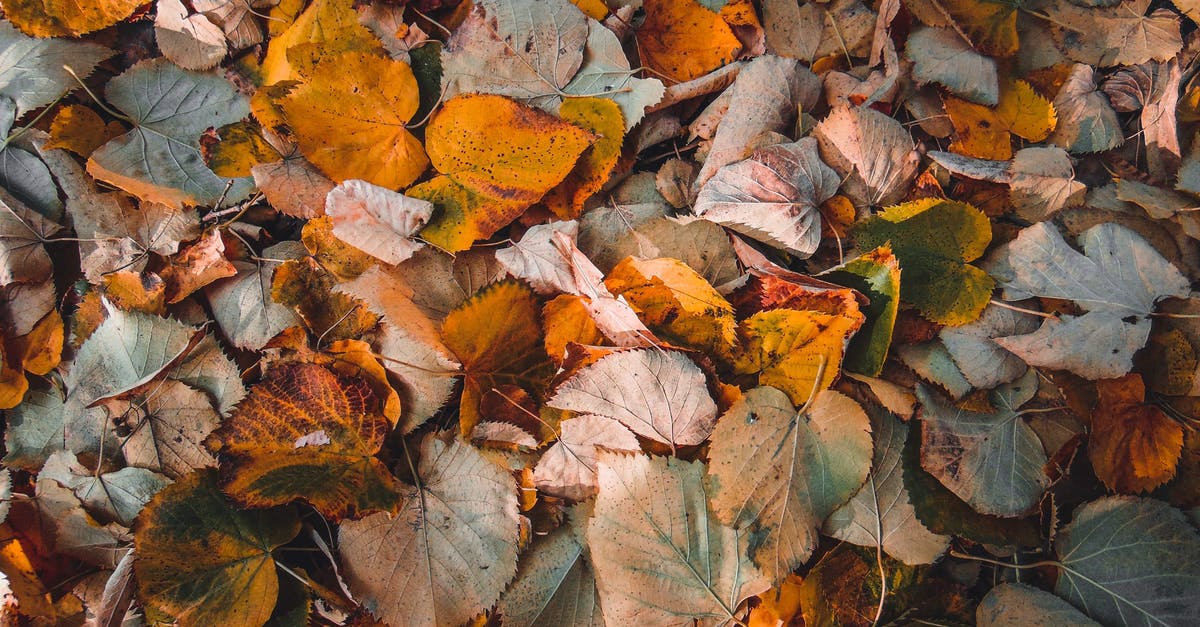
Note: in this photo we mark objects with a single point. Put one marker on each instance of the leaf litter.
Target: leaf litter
(591, 311)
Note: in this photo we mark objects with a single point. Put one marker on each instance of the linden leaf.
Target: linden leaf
(569, 467)
(523, 49)
(658, 394)
(1116, 281)
(66, 18)
(203, 561)
(497, 338)
(555, 585)
(349, 115)
(683, 40)
(160, 160)
(1133, 446)
(990, 460)
(31, 70)
(271, 461)
(676, 303)
(773, 196)
(940, 55)
(449, 551)
(934, 240)
(778, 472)
(377, 220)
(1023, 604)
(790, 350)
(881, 514)
(874, 154)
(875, 274)
(660, 555)
(1131, 561)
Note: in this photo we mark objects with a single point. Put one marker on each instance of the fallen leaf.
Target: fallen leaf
(778, 471)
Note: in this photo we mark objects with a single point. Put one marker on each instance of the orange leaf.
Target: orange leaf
(1134, 447)
(307, 433)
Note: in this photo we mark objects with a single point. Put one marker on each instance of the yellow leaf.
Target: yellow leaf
(987, 132)
(333, 24)
(592, 172)
(81, 130)
(497, 338)
(462, 216)
(66, 18)
(676, 303)
(349, 120)
(239, 148)
(499, 148)
(786, 348)
(682, 40)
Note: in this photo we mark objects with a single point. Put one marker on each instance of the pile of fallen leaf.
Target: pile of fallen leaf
(571, 312)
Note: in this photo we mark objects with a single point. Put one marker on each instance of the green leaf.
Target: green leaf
(660, 555)
(31, 70)
(778, 472)
(449, 551)
(990, 460)
(555, 586)
(876, 274)
(934, 240)
(160, 160)
(881, 513)
(204, 562)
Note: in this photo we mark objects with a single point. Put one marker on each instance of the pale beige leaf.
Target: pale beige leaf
(569, 467)
(658, 394)
(377, 220)
(659, 553)
(449, 551)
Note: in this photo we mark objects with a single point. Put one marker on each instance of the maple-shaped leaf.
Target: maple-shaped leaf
(498, 157)
(777, 471)
(795, 351)
(202, 561)
(160, 160)
(676, 303)
(526, 49)
(66, 18)
(875, 274)
(555, 584)
(683, 40)
(1086, 120)
(660, 554)
(449, 551)
(987, 132)
(874, 154)
(773, 196)
(942, 57)
(765, 97)
(569, 467)
(31, 71)
(348, 117)
(1125, 34)
(990, 460)
(881, 513)
(307, 433)
(1024, 604)
(377, 220)
(190, 41)
(165, 429)
(1133, 446)
(658, 394)
(1116, 281)
(1129, 561)
(497, 338)
(935, 240)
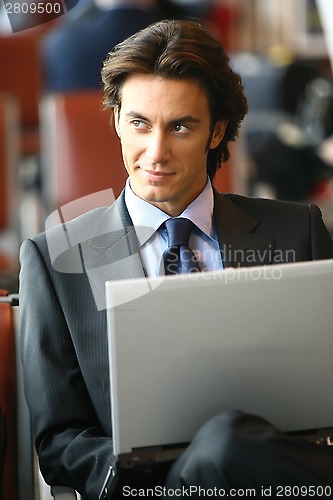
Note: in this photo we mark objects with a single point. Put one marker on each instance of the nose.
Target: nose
(158, 148)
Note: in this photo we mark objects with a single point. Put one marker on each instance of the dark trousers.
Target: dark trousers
(234, 452)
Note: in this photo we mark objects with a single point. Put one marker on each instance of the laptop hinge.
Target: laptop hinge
(150, 455)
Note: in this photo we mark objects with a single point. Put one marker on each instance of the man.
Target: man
(177, 104)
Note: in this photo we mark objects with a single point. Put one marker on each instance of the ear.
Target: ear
(116, 120)
(218, 133)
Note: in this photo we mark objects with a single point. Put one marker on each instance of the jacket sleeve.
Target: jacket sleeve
(73, 449)
(321, 240)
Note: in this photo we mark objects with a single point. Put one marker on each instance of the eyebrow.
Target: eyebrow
(181, 119)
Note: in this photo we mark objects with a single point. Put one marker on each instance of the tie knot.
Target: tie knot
(179, 230)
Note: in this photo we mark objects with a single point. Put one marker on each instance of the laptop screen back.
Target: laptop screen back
(184, 348)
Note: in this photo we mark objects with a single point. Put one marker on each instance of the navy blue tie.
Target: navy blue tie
(178, 258)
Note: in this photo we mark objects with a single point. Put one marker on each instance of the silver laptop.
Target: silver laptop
(184, 348)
########################################
> [Brief] Print the listing exactly, pictures excluded.

> [Solution below]
Note: in this photo we mark objects with a single point. Put one marker on each instance of the leaf litter.
Target: leaf litter
(591, 311)
Note: in this photo we mark objects with a single point. Put one marker on each instance of the linden leaf.
Target: linden leaf
(569, 467)
(523, 49)
(658, 394)
(1116, 281)
(66, 18)
(203, 561)
(497, 338)
(555, 585)
(349, 115)
(683, 40)
(160, 160)
(1133, 446)
(990, 460)
(31, 70)
(271, 461)
(676, 303)
(773, 196)
(940, 55)
(449, 551)
(934, 240)
(778, 472)
(377, 220)
(1023, 604)
(790, 350)
(881, 514)
(874, 154)
(875, 274)
(660, 555)
(1131, 561)
Note: in this photo we mark objects with a single point. Put one marker on each instance of the fallen leaf.
Target: fallen leaf
(778, 471)
Note: in this photo we mark objects with a single point. Put one marker on each instance of the orange leaf.
Target: orange leaf
(1134, 447)
(307, 433)
Note: in this photo we mark objects with a single point. Put one marker on each instance of the yellow leaf.
Target: yellow leaf
(987, 132)
(333, 24)
(592, 172)
(81, 130)
(497, 338)
(462, 216)
(66, 18)
(676, 303)
(349, 120)
(239, 148)
(499, 148)
(786, 348)
(682, 40)
Note: in this photo we mark objects with a single point. Put one marker on each instance of the pile of fallen leaf.
Target: pile of fallen leaf
(571, 312)
Note: in this photo we mark objects with a single point. Put one marker on each instance of the green leaf.
Target: green leaf
(660, 555)
(31, 70)
(778, 472)
(449, 551)
(990, 460)
(555, 586)
(876, 274)
(934, 240)
(160, 160)
(881, 513)
(204, 562)
Note: in this photo we mark objects with a single point. Put one marker on each instance of the pale beige leaf.
Target: pale beige leaf
(569, 467)
(658, 394)
(377, 220)
(659, 553)
(449, 551)
Note: in this photo we mark objects with a single point. Put one marker on each instance of the maple-shaped leaf.
Target: maple-shaped leaf
(498, 157)
(777, 471)
(795, 351)
(202, 561)
(160, 160)
(676, 303)
(526, 49)
(66, 18)
(875, 274)
(555, 584)
(683, 40)
(1086, 120)
(660, 554)
(449, 551)
(987, 132)
(874, 154)
(773, 196)
(942, 57)
(765, 97)
(569, 467)
(31, 71)
(348, 117)
(1125, 34)
(990, 460)
(881, 513)
(307, 433)
(1024, 604)
(377, 220)
(190, 41)
(165, 429)
(1133, 446)
(658, 394)
(1116, 281)
(1129, 561)
(497, 338)
(935, 240)
Note: in this photo we mark objects with a single point. Put one marker on each instance of the nose.
Target: nose
(158, 148)
Note: in this photo we mark objects with a single point. Put one marker on each instance of the dark trousers.
Target: dark trousers
(234, 452)
Note: in this photo we mark objects with a single point. Put one marker on each instance of the laptop hinge.
Target: laptop hinge
(150, 455)
Note: in this photo we mark objects with a single point. Put one marker on each instance of the man.
Target: man
(177, 104)
Note: in this photo we mark objects with a single point. Put one marker on each instance of the ear.
Target: ear
(116, 120)
(218, 133)
Note: in this photo we mark objects with a single point. Put one marker on each instance of the jacket sleeve.
Target: jacket sleeve
(73, 449)
(321, 240)
Note: in this photo we mark objects with a single point. Put one marker on each instance of the eyebrow.
Target: eyebrow
(181, 119)
Note: in this photo we mark objects with a single point. Put one marker on each instance of the tie knot.
Target: tie knot
(179, 230)
Note: in this photo we mark objects with a single point. Put one marker on each instance of the laptop screen back.
Target: laptop screen back
(184, 348)
Note: in this photo we mark objects with a single point. Put one marker on each instance of the navy blue tie.
Target: navy blue tie
(178, 258)
Note: in this photo we mark objects with a single point. Put one marker on each instance of the silver laptop.
Target: silver laptop
(184, 348)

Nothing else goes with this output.